[Point-per-instance localization data]

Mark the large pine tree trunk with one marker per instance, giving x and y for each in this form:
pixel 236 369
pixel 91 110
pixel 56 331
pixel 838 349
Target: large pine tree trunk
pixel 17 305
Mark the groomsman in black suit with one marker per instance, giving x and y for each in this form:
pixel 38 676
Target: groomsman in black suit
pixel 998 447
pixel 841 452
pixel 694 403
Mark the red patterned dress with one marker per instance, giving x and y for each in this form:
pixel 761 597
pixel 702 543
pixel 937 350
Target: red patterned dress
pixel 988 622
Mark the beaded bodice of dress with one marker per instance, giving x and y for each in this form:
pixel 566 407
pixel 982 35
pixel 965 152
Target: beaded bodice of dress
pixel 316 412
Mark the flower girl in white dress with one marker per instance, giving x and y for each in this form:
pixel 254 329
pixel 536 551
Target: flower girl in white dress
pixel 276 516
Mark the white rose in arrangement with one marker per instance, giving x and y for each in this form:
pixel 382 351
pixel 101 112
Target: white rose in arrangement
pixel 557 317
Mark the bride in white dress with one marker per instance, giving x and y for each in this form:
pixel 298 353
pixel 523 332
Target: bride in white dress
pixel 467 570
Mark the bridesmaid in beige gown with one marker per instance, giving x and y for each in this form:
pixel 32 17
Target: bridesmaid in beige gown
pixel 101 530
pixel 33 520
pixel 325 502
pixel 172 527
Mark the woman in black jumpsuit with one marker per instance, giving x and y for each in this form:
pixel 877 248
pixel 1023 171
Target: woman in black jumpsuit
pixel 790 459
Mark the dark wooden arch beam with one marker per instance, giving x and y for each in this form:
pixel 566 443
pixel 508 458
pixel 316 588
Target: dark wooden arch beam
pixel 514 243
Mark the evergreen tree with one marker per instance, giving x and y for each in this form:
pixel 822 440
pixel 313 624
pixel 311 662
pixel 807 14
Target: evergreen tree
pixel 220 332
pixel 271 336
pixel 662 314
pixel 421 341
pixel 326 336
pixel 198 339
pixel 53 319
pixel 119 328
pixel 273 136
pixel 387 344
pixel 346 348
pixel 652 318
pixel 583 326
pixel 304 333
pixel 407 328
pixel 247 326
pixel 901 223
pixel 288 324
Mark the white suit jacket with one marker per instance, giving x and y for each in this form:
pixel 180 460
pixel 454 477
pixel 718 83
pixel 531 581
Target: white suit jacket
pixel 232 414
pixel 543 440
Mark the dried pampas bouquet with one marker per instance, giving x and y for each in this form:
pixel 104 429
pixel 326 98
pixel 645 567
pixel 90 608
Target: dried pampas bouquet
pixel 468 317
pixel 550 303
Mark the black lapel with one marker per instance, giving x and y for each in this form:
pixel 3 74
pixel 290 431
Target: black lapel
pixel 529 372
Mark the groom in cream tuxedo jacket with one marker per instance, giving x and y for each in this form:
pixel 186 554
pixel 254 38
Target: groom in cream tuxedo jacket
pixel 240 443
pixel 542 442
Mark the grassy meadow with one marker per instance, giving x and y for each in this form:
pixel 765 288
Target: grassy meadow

Activity:
Each line in the data that holds the string "meadow" needs to be copied.

Answer to this exercise:
Mark the grassy meadow with one marker per instance, giving x and y for each in this form:
Target: grassy meadow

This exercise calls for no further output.